Set task -
Could you copy out, word for word, the lines of the records below, starting at the line that contains "Indicate each instance of the balcony" and ending after the line that contains "[(477, 609), (478, 548)]"?

Data listing -
::::::::

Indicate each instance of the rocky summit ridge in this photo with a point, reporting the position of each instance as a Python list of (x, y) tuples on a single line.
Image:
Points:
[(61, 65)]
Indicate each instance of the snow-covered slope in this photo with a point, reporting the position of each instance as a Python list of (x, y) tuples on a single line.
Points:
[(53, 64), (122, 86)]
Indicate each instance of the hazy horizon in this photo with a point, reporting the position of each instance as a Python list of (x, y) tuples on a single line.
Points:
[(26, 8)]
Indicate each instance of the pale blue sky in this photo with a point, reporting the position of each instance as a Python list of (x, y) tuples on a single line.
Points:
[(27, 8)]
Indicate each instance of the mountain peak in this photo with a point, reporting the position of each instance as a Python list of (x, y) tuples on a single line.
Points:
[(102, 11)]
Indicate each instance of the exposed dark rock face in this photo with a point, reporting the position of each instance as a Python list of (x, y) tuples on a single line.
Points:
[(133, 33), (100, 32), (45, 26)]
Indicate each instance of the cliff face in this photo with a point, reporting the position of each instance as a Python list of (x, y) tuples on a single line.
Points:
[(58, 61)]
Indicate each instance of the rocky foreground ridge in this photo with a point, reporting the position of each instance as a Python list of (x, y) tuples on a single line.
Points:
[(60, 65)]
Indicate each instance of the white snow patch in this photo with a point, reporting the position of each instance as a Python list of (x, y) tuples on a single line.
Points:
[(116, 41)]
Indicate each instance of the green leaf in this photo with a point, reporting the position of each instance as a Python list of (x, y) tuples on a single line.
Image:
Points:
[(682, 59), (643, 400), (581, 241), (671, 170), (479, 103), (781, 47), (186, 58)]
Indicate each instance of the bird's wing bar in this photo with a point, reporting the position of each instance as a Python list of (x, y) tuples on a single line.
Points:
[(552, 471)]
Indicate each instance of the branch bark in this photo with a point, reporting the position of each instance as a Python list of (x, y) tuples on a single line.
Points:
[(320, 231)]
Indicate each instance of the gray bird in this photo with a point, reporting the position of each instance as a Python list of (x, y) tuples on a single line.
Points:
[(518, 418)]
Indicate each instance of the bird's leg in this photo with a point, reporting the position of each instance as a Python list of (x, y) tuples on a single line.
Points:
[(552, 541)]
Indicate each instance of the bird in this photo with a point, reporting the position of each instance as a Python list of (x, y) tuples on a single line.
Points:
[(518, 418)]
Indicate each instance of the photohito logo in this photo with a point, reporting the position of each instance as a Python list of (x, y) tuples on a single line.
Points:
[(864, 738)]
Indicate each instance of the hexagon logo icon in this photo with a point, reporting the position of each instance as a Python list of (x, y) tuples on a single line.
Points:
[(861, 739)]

::::::::

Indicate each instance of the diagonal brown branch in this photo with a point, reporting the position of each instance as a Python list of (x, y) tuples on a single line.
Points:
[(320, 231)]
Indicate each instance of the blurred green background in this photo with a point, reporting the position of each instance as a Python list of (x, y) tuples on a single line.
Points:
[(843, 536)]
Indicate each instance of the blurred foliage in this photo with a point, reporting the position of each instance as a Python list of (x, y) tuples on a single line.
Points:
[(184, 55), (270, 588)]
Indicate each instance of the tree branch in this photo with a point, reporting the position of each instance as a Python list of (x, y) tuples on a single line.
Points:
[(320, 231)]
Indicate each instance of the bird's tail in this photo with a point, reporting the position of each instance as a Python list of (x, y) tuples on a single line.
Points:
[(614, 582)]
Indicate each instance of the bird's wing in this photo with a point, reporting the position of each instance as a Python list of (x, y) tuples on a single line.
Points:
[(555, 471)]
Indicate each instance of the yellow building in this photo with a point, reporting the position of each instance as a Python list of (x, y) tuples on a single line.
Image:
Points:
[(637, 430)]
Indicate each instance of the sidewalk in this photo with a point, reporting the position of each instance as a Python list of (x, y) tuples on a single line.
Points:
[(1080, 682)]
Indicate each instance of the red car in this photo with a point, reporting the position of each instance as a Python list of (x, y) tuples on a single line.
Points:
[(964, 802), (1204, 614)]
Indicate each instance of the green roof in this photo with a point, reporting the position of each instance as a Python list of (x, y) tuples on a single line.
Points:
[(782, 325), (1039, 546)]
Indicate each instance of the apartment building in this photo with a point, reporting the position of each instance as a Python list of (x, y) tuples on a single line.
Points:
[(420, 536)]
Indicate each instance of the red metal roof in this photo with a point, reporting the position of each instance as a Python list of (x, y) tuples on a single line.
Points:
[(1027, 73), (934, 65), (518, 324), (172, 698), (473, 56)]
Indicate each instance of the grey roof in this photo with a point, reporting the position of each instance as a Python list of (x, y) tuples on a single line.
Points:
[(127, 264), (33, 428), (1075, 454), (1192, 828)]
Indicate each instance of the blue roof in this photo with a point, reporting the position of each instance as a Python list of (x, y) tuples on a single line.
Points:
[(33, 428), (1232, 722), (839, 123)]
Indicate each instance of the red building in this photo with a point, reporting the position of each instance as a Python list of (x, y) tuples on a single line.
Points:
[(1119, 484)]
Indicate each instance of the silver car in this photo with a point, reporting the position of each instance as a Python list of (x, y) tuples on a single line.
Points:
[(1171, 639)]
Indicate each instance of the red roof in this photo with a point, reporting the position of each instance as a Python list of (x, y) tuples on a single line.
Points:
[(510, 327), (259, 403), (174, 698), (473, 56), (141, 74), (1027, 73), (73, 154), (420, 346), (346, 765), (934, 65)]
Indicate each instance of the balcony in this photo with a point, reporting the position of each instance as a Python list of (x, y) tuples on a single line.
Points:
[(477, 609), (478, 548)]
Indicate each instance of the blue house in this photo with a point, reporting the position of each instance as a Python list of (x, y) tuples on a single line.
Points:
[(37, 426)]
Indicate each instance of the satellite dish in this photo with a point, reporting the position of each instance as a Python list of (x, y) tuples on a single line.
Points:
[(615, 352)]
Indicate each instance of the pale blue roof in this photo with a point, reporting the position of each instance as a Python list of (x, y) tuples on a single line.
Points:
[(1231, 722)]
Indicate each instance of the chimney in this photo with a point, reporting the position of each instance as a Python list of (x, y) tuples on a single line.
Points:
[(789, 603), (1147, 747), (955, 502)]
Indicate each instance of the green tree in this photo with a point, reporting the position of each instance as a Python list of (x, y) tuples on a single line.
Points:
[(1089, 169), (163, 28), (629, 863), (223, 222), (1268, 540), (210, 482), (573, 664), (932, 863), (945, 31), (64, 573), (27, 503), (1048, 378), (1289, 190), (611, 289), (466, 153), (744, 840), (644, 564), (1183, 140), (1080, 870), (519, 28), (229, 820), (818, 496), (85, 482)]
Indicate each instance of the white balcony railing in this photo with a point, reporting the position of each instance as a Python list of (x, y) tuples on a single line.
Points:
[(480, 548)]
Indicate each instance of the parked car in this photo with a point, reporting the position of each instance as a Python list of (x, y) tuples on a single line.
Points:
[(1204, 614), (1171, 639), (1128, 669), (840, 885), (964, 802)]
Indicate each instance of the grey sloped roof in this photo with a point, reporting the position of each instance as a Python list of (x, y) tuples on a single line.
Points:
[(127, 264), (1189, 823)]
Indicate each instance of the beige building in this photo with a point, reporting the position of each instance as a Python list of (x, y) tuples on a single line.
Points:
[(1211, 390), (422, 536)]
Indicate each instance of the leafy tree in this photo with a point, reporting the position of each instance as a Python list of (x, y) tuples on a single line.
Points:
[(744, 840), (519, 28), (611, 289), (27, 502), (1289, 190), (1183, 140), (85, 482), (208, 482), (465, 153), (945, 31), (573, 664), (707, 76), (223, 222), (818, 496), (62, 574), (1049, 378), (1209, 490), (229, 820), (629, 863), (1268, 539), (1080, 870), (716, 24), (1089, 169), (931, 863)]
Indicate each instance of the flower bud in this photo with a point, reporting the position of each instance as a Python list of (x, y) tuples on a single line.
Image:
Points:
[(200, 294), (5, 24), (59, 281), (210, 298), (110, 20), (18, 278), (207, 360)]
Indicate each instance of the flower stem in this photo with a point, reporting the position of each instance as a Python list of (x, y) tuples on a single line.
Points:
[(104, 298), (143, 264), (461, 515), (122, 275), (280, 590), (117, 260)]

::::::::

Answer for this exercise -
Indicate each instance of the balcony in this photo with a point, reporting the position of each instance as a Python list of (x, y) tuples on a single line.
Points:
[(477, 609), (478, 548)]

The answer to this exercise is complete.